**TASK GOAL:** The records below must be copied out completely and exactly.

[Collected data]
# # # #

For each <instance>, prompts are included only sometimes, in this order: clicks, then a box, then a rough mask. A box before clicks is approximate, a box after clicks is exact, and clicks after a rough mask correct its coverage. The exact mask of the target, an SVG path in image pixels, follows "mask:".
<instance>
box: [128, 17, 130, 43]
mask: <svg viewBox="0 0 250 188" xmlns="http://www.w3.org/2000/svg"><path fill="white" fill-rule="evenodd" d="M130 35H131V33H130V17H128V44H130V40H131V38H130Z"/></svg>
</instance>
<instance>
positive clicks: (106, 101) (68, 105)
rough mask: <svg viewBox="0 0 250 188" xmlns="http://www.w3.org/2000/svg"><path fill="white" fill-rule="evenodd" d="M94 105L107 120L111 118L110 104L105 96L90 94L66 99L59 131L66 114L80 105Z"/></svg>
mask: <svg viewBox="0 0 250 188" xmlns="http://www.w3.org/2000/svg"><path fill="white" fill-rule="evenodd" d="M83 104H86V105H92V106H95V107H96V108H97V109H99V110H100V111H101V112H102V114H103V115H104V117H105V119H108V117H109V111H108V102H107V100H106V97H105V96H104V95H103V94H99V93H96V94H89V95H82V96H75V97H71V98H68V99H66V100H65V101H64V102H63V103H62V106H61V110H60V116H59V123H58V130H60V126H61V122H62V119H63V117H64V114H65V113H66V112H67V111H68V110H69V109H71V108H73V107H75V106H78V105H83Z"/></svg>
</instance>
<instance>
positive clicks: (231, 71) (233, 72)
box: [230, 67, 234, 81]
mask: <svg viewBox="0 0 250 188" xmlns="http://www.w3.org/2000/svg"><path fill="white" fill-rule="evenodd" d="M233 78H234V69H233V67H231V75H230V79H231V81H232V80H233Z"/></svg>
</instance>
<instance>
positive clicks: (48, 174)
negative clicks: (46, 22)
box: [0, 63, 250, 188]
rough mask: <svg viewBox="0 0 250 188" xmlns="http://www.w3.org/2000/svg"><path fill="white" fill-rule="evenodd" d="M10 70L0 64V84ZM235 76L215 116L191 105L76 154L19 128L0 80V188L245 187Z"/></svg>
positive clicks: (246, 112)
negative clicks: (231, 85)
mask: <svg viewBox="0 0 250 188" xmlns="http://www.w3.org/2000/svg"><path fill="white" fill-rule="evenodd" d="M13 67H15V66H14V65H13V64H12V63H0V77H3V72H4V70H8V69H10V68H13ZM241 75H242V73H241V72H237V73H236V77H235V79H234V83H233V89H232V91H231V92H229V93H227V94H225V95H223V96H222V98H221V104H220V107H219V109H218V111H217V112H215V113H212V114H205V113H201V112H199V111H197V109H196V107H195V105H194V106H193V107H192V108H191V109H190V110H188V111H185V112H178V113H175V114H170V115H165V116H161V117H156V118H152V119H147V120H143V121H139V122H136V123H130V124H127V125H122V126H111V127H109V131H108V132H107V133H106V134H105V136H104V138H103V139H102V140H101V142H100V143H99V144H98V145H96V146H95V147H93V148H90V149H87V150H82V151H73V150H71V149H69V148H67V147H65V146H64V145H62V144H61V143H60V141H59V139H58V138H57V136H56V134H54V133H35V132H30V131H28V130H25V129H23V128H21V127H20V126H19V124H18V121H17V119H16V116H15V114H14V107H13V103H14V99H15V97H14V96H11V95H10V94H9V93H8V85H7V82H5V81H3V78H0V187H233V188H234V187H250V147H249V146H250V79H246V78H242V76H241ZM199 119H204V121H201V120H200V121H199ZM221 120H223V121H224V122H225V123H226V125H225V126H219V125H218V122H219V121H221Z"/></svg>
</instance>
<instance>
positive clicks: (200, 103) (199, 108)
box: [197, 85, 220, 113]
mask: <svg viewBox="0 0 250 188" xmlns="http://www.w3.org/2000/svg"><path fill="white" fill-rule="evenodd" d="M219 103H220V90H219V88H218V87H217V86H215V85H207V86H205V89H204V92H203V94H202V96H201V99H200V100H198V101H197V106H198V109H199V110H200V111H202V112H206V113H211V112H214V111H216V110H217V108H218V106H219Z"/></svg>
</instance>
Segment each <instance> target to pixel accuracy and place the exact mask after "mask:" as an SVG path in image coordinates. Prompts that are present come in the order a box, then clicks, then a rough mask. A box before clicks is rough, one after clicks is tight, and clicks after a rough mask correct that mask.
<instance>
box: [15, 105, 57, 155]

# # # #

**EXPECTED ANSWER:**
For each <instance>, prompts are included only sometimes, in this order: clicks, then a box, then a rough mask. A box before clicks is approximate, a box after clicks is exact, and clicks after a rough mask correct its coverage. The exact mask of the target, an SVG path in image pixels, follows "mask:".
<instance>
box: [128, 17, 130, 43]
mask: <svg viewBox="0 0 250 188" xmlns="http://www.w3.org/2000/svg"><path fill="white" fill-rule="evenodd" d="M130 35H131V33H130V17H128V44H130V40H131V38H130Z"/></svg>
</instance>
<instance>
positive clicks: (106, 101) (68, 105)
rough mask: <svg viewBox="0 0 250 188" xmlns="http://www.w3.org/2000/svg"><path fill="white" fill-rule="evenodd" d="M94 105L107 120L111 118L110 104L105 96L90 94L66 99L59 131L66 114L80 105Z"/></svg>
mask: <svg viewBox="0 0 250 188" xmlns="http://www.w3.org/2000/svg"><path fill="white" fill-rule="evenodd" d="M83 104H86V105H92V106H95V107H96V108H97V109H99V110H100V111H101V112H102V114H103V115H104V117H105V119H108V117H109V111H108V102H107V100H106V97H105V96H104V95H103V94H99V93H96V94H89V95H82V96H75V97H71V98H68V99H66V100H65V101H64V102H63V103H62V106H61V110H60V116H59V123H58V130H60V126H61V122H62V119H63V117H64V114H65V113H66V112H67V111H68V110H69V109H71V108H73V107H75V106H78V105H83Z"/></svg>
</instance>
<instance>
positive clicks: (231, 71) (233, 72)
box: [230, 67, 234, 81]
mask: <svg viewBox="0 0 250 188" xmlns="http://www.w3.org/2000/svg"><path fill="white" fill-rule="evenodd" d="M233 78H234V69H233V67H231V75H230V79H231V81H232V80H233Z"/></svg>
</instance>
<instance>
positive clicks: (48, 174)
negative clicks: (46, 22)
box: [0, 63, 250, 188]
rough mask: <svg viewBox="0 0 250 188" xmlns="http://www.w3.org/2000/svg"><path fill="white" fill-rule="evenodd" d="M10 70L0 64V84ZM235 76L215 116L191 105L76 154L19 128L0 80V188L245 187Z"/></svg>
positive clicks: (246, 112)
negative clicks: (231, 85)
mask: <svg viewBox="0 0 250 188" xmlns="http://www.w3.org/2000/svg"><path fill="white" fill-rule="evenodd" d="M13 67H15V66H14V65H13V64H12V63H0V77H3V72H4V70H8V69H10V68H13ZM241 75H242V73H241V72H237V73H236V77H235V79H234V83H233V89H232V91H231V92H229V93H227V94H225V95H223V96H222V98H221V104H220V107H219V109H218V111H217V112H215V113H212V114H205V113H201V112H199V111H197V109H196V107H195V105H194V106H193V107H192V108H191V109H190V110H188V111H185V112H178V113H175V114H170V115H165V116H161V117H156V118H152V119H147V120H143V121H139V122H136V123H130V124H127V125H122V126H111V127H109V131H108V132H107V133H106V134H105V136H104V138H103V139H102V140H101V142H100V143H99V144H98V145H96V146H95V147H93V148H90V149H87V150H82V151H73V150H71V149H69V148H67V147H65V146H64V145H62V144H61V143H60V141H59V139H58V138H57V136H56V134H54V133H35V132H30V131H28V130H25V129H23V128H21V127H20V126H19V124H18V121H17V119H16V116H15V114H14V107H13V103H14V99H15V97H14V96H11V95H10V94H9V93H8V85H7V82H5V81H3V78H0V187H233V188H234V187H250V147H249V146H250V79H246V78H242V76H241ZM199 119H204V121H201V120H200V121H199ZM221 120H223V121H224V122H225V123H226V125H225V126H219V125H218V122H219V121H221Z"/></svg>
</instance>
<instance>
positive clicks: (200, 103) (199, 108)
box: [197, 85, 220, 113]
mask: <svg viewBox="0 0 250 188" xmlns="http://www.w3.org/2000/svg"><path fill="white" fill-rule="evenodd" d="M219 103H220V90H219V88H218V87H217V86H215V85H207V86H205V89H204V92H203V94H202V96H201V99H200V100H198V101H197V106H198V109H199V110H200V111H202V112H206V113H211V112H214V111H216V110H217V108H218V106H219Z"/></svg>
</instance>
Segment each <instance> target to pixel accuracy and place the exact mask after "mask:" as an SVG path in image coordinates. Prompts that are present come in the order a box, then clicks, then a rough mask. A box before clicks is rough, one after clicks is tight, and clicks after a rough mask correct that mask.
<instance>
box: [15, 105, 57, 155]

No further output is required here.